**What is required**
Through the last line of the entries, please copy every line exactly, starting with the one that contains "--target=headlight".

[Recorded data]
================================

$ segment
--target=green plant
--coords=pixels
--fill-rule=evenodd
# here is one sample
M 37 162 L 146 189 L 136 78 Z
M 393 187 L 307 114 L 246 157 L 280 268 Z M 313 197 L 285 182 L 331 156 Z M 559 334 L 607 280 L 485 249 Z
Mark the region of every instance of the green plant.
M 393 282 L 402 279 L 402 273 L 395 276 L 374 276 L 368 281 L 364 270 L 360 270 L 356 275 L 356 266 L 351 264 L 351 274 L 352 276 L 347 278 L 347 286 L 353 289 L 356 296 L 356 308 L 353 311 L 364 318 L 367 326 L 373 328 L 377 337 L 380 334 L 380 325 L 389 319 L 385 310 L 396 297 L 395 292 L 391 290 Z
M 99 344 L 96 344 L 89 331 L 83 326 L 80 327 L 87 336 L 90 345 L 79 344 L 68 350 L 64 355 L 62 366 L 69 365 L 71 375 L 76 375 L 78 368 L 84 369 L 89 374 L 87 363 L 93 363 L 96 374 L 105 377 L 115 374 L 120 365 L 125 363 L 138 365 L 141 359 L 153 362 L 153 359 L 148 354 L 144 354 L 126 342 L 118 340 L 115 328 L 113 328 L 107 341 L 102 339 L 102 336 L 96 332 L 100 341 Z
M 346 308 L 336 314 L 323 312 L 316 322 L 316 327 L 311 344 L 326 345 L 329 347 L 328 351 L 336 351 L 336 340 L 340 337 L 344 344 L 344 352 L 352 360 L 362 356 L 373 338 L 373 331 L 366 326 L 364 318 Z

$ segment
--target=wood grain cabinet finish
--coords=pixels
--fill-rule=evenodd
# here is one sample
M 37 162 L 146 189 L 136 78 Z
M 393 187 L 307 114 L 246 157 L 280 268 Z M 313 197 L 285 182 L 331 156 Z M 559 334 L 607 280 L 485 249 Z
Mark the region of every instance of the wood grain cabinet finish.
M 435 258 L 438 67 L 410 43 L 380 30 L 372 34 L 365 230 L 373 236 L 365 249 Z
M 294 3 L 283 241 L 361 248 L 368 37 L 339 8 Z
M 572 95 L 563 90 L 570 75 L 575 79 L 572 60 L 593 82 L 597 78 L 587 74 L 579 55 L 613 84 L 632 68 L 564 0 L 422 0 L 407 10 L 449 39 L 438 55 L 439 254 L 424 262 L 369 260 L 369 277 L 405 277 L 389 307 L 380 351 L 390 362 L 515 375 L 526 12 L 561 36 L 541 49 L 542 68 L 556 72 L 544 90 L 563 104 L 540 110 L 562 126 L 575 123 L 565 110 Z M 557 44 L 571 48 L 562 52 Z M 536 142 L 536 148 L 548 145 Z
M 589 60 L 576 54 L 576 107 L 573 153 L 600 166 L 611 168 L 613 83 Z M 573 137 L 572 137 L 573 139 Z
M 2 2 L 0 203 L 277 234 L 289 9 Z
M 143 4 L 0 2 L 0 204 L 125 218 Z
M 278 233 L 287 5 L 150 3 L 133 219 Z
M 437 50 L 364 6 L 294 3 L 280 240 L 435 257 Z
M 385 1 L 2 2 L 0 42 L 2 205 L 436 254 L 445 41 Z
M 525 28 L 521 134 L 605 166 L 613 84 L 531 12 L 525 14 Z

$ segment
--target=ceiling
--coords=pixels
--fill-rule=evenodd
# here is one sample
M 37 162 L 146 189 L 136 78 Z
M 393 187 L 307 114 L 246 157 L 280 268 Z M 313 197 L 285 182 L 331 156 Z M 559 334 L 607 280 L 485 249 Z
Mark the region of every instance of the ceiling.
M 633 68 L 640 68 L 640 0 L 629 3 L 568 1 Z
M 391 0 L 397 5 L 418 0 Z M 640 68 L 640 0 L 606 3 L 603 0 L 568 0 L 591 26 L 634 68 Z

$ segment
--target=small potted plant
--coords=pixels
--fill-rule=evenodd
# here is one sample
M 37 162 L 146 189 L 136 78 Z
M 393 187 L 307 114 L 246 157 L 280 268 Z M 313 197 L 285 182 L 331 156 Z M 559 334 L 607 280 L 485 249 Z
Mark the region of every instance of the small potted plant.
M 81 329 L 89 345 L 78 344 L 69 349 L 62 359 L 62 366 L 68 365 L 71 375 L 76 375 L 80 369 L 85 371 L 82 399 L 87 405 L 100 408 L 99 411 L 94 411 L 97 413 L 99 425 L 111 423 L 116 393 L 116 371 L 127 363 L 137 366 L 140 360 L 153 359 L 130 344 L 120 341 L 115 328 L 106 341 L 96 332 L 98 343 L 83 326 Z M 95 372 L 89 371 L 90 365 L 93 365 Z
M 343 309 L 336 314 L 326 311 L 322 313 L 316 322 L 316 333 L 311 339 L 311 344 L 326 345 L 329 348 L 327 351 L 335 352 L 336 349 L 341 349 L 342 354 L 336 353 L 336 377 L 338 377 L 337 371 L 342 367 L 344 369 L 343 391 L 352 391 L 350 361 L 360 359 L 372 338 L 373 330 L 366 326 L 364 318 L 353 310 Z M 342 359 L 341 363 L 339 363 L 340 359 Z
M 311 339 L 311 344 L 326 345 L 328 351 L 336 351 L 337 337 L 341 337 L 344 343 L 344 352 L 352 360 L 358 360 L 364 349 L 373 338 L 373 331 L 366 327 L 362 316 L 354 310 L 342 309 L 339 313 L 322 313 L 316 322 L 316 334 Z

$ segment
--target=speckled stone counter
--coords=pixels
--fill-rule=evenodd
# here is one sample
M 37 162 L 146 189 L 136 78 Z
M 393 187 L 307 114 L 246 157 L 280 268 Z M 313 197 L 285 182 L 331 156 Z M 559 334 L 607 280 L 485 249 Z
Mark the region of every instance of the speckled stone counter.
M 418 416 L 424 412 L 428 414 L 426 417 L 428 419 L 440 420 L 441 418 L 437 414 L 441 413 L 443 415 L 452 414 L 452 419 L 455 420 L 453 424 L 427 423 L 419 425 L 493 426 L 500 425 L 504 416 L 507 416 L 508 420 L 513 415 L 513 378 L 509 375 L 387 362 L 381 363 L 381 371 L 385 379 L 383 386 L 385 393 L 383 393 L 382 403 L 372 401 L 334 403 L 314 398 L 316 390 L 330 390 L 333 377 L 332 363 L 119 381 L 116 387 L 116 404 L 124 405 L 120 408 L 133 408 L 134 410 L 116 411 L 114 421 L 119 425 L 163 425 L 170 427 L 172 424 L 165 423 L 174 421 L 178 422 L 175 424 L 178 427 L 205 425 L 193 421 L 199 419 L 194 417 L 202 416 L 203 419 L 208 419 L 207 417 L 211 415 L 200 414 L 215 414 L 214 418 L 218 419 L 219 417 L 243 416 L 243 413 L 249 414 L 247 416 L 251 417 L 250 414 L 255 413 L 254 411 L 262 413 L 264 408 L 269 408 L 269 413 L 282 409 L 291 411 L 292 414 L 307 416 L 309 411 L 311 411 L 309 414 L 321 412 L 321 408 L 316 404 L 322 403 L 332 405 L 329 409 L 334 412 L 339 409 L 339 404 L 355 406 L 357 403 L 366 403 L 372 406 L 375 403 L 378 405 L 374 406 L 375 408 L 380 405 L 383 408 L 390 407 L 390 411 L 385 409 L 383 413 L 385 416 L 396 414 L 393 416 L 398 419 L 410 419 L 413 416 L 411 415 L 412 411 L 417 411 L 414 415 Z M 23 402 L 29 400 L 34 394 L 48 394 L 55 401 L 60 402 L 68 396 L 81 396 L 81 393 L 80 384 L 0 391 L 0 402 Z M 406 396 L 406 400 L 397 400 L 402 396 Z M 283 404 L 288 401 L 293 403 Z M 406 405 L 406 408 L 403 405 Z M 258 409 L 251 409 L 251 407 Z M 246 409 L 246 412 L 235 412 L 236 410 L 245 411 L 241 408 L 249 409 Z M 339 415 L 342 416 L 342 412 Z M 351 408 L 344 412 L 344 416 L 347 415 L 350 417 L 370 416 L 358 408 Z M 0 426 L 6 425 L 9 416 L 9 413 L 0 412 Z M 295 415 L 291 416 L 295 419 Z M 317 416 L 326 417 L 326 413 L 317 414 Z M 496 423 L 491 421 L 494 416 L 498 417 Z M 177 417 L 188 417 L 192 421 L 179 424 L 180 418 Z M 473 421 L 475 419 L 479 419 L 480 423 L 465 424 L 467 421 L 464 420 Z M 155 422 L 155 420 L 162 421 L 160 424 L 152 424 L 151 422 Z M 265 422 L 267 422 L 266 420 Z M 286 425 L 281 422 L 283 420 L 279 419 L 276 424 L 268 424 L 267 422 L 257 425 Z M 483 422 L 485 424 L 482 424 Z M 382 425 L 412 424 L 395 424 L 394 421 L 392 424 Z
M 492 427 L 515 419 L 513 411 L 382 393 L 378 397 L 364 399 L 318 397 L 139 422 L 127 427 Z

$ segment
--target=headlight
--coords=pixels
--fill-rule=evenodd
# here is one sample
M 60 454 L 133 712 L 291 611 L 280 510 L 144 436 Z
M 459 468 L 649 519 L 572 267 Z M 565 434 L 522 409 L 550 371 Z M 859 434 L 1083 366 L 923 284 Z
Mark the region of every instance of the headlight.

================================

**Output for this exercise**
--target=headlight
--coords=pixels
--fill-rule=evenodd
# here is one sample
M 60 454 L 133 712 L 291 611 L 280 510 L 144 436 Z
M 459 468 L 649 519 L 572 267 Z M 565 434 L 522 409 L 550 371 Z M 859 434 L 1083 366 L 923 284 Z
Mark the region of every instance of the headlight.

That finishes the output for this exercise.